--- Dataset items ---
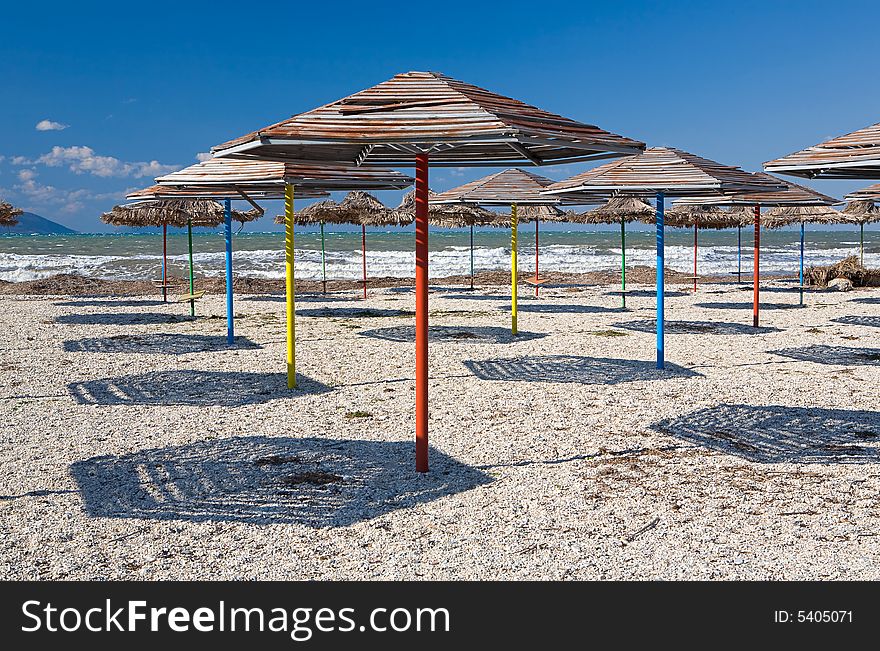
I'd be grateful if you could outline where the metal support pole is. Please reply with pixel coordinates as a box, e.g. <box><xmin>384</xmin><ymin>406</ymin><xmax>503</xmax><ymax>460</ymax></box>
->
<box><xmin>223</xmin><ymin>199</ymin><xmax>235</xmax><ymax>344</ymax></box>
<box><xmin>859</xmin><ymin>222</ymin><xmax>865</xmax><ymax>267</ymax></box>
<box><xmin>471</xmin><ymin>224</ymin><xmax>474</xmax><ymax>290</ymax></box>
<box><xmin>736</xmin><ymin>226</ymin><xmax>742</xmax><ymax>283</ymax></box>
<box><xmin>535</xmin><ymin>219</ymin><xmax>540</xmax><ymax>298</ymax></box>
<box><xmin>656</xmin><ymin>192</ymin><xmax>666</xmax><ymax>368</ymax></box>
<box><xmin>321</xmin><ymin>222</ymin><xmax>327</xmax><ymax>294</ymax></box>
<box><xmin>620</xmin><ymin>217</ymin><xmax>626</xmax><ymax>309</ymax></box>
<box><xmin>800</xmin><ymin>222</ymin><xmax>804</xmax><ymax>307</ymax></box>
<box><xmin>361</xmin><ymin>224</ymin><xmax>367</xmax><ymax>300</ymax></box>
<box><xmin>162</xmin><ymin>224</ymin><xmax>168</xmax><ymax>303</ymax></box>
<box><xmin>510</xmin><ymin>203</ymin><xmax>518</xmax><ymax>335</ymax></box>
<box><xmin>416</xmin><ymin>154</ymin><xmax>428</xmax><ymax>472</ymax></box>
<box><xmin>752</xmin><ymin>206</ymin><xmax>761</xmax><ymax>328</ymax></box>
<box><xmin>186</xmin><ymin>219</ymin><xmax>196</xmax><ymax>316</ymax></box>
<box><xmin>284</xmin><ymin>183</ymin><xmax>296</xmax><ymax>389</ymax></box>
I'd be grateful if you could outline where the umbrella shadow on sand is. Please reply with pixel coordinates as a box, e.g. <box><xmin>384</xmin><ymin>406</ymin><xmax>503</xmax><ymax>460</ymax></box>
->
<box><xmin>612</xmin><ymin>319</ymin><xmax>781</xmax><ymax>335</ymax></box>
<box><xmin>831</xmin><ymin>314</ymin><xmax>880</xmax><ymax>328</ymax></box>
<box><xmin>358</xmin><ymin>325</ymin><xmax>547</xmax><ymax>344</ymax></box>
<box><xmin>694</xmin><ymin>301</ymin><xmax>803</xmax><ymax>310</ymax></box>
<box><xmin>68</xmin><ymin>370</ymin><xmax>330</xmax><ymax>407</ymax></box>
<box><xmin>70</xmin><ymin>436</ymin><xmax>492</xmax><ymax>528</ymax></box>
<box><xmin>770</xmin><ymin>344</ymin><xmax>880</xmax><ymax>366</ymax></box>
<box><xmin>55</xmin><ymin>312</ymin><xmax>196</xmax><ymax>325</ymax></box>
<box><xmin>464</xmin><ymin>355</ymin><xmax>700</xmax><ymax>384</ymax></box>
<box><xmin>62</xmin><ymin>333</ymin><xmax>262</xmax><ymax>355</ymax></box>
<box><xmin>651</xmin><ymin>404</ymin><xmax>880</xmax><ymax>464</ymax></box>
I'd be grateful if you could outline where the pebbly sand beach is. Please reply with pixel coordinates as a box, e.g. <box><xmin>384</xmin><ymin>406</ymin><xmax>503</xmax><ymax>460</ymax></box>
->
<box><xmin>0</xmin><ymin>277</ymin><xmax>880</xmax><ymax>580</ymax></box>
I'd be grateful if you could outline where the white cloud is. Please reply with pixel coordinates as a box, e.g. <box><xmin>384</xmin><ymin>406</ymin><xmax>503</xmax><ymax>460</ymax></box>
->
<box><xmin>12</xmin><ymin>176</ymin><xmax>131</xmax><ymax>214</ymax></box>
<box><xmin>28</xmin><ymin>146</ymin><xmax>180</xmax><ymax>178</ymax></box>
<box><xmin>35</xmin><ymin>120</ymin><xmax>70</xmax><ymax>131</ymax></box>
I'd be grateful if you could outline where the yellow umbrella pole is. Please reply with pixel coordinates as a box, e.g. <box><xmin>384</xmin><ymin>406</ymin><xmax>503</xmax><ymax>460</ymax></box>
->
<box><xmin>284</xmin><ymin>183</ymin><xmax>296</xmax><ymax>389</ymax></box>
<box><xmin>510</xmin><ymin>203</ymin><xmax>517</xmax><ymax>335</ymax></box>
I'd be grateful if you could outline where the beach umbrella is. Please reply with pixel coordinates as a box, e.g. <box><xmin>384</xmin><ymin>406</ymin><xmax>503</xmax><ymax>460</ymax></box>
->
<box><xmin>300</xmin><ymin>190</ymin><xmax>412</xmax><ymax>299</ymax></box>
<box><xmin>668</xmin><ymin>203</ymin><xmax>742</xmax><ymax>292</ymax></box>
<box><xmin>0</xmin><ymin>201</ymin><xmax>24</xmax><ymax>226</ymax></box>
<box><xmin>571</xmin><ymin>197</ymin><xmax>654</xmax><ymax>308</ymax></box>
<box><xmin>763</xmin><ymin>206</ymin><xmax>853</xmax><ymax>305</ymax></box>
<box><xmin>764</xmin><ymin>123</ymin><xmax>880</xmax><ymax>180</ymax></box>
<box><xmin>681</xmin><ymin>172</ymin><xmax>837</xmax><ymax>314</ymax></box>
<box><xmin>429</xmin><ymin>168</ymin><xmax>588</xmax><ymax>334</ymax></box>
<box><xmin>842</xmin><ymin>192</ymin><xmax>880</xmax><ymax>267</ymax></box>
<box><xmin>101</xmin><ymin>199</ymin><xmax>262</xmax><ymax>316</ymax></box>
<box><xmin>214</xmin><ymin>72</ymin><xmax>644</xmax><ymax>472</ymax></box>
<box><xmin>764</xmin><ymin>123</ymin><xmax>880</xmax><ymax>274</ymax></box>
<box><xmin>397</xmin><ymin>190</ymin><xmax>498</xmax><ymax>290</ymax></box>
<box><xmin>546</xmin><ymin>147</ymin><xmax>780</xmax><ymax>368</ymax></box>
<box><xmin>150</xmin><ymin>158</ymin><xmax>413</xmax><ymax>346</ymax></box>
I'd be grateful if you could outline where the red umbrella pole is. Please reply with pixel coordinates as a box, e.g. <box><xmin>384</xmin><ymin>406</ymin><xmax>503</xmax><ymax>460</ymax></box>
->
<box><xmin>416</xmin><ymin>154</ymin><xmax>428</xmax><ymax>472</ymax></box>
<box><xmin>535</xmin><ymin>219</ymin><xmax>539</xmax><ymax>296</ymax></box>
<box><xmin>752</xmin><ymin>206</ymin><xmax>761</xmax><ymax>328</ymax></box>
<box><xmin>162</xmin><ymin>224</ymin><xmax>168</xmax><ymax>303</ymax></box>
<box><xmin>361</xmin><ymin>224</ymin><xmax>367</xmax><ymax>299</ymax></box>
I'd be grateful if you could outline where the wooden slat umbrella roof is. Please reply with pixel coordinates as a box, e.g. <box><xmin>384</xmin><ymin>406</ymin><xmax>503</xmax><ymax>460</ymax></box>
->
<box><xmin>761</xmin><ymin>206</ymin><xmax>856</xmax><ymax>228</ymax></box>
<box><xmin>844</xmin><ymin>183</ymin><xmax>880</xmax><ymax>203</ymax></box>
<box><xmin>101</xmin><ymin>199</ymin><xmax>262</xmax><ymax>227</ymax></box>
<box><xmin>546</xmin><ymin>147</ymin><xmax>780</xmax><ymax>197</ymax></box>
<box><xmin>572</xmin><ymin>197</ymin><xmax>655</xmax><ymax>224</ymax></box>
<box><xmin>156</xmin><ymin>158</ymin><xmax>413</xmax><ymax>198</ymax></box>
<box><xmin>675</xmin><ymin>172</ymin><xmax>837</xmax><ymax>208</ymax></box>
<box><xmin>0</xmin><ymin>201</ymin><xmax>24</xmax><ymax>226</ymax></box>
<box><xmin>213</xmin><ymin>72</ymin><xmax>645</xmax><ymax>167</ymax></box>
<box><xmin>841</xmin><ymin>200</ymin><xmax>880</xmax><ymax>224</ymax></box>
<box><xmin>764</xmin><ymin>123</ymin><xmax>880</xmax><ymax>179</ymax></box>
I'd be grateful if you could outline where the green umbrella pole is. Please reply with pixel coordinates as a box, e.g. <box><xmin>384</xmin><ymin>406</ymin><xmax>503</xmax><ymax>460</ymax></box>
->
<box><xmin>620</xmin><ymin>217</ymin><xmax>626</xmax><ymax>308</ymax></box>
<box><xmin>321</xmin><ymin>222</ymin><xmax>327</xmax><ymax>294</ymax></box>
<box><xmin>186</xmin><ymin>219</ymin><xmax>196</xmax><ymax>316</ymax></box>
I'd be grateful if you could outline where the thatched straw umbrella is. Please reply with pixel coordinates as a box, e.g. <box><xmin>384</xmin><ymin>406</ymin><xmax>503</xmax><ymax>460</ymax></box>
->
<box><xmin>842</xmin><ymin>199</ymin><xmax>880</xmax><ymax>267</ymax></box>
<box><xmin>664</xmin><ymin>204</ymin><xmax>743</xmax><ymax>292</ymax></box>
<box><xmin>572</xmin><ymin>197</ymin><xmax>654</xmax><ymax>308</ymax></box>
<box><xmin>292</xmin><ymin>190</ymin><xmax>413</xmax><ymax>299</ymax></box>
<box><xmin>101</xmin><ymin>199</ymin><xmax>262</xmax><ymax>316</ymax></box>
<box><xmin>763</xmin><ymin>206</ymin><xmax>854</xmax><ymax>302</ymax></box>
<box><xmin>397</xmin><ymin>189</ymin><xmax>498</xmax><ymax>290</ymax></box>
<box><xmin>0</xmin><ymin>201</ymin><xmax>24</xmax><ymax>226</ymax></box>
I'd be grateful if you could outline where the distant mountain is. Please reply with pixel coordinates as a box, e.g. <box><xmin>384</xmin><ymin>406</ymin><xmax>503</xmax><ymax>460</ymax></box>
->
<box><xmin>0</xmin><ymin>212</ymin><xmax>76</xmax><ymax>235</ymax></box>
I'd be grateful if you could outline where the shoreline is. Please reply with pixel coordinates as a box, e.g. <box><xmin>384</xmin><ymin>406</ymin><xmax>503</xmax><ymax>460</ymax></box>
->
<box><xmin>0</xmin><ymin>265</ymin><xmax>795</xmax><ymax>296</ymax></box>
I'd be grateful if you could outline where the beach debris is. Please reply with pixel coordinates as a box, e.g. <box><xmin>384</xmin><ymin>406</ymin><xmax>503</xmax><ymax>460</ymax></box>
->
<box><xmin>254</xmin><ymin>454</ymin><xmax>303</xmax><ymax>466</ymax></box>
<box><xmin>621</xmin><ymin>517</ymin><xmax>660</xmax><ymax>545</ymax></box>
<box><xmin>804</xmin><ymin>255</ymin><xmax>880</xmax><ymax>287</ymax></box>
<box><xmin>281</xmin><ymin>470</ymin><xmax>343</xmax><ymax>486</ymax></box>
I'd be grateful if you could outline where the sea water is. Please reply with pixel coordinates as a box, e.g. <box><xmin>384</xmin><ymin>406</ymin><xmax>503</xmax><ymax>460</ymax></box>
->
<box><xmin>0</xmin><ymin>224</ymin><xmax>880</xmax><ymax>281</ymax></box>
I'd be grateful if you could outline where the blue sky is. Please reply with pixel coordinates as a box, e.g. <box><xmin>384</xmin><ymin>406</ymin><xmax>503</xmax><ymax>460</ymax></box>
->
<box><xmin>0</xmin><ymin>0</ymin><xmax>880</xmax><ymax>231</ymax></box>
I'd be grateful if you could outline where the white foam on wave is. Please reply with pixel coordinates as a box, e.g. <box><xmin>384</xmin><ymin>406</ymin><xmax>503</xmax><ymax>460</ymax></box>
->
<box><xmin>0</xmin><ymin>242</ymin><xmax>880</xmax><ymax>281</ymax></box>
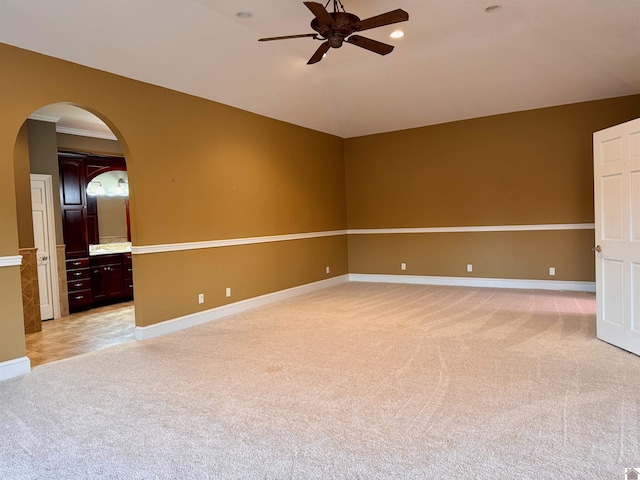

--- Exercise description ---
Tally the lines of the material that contain the word "white". Give only the number.

--- Answer for this exercise ---
2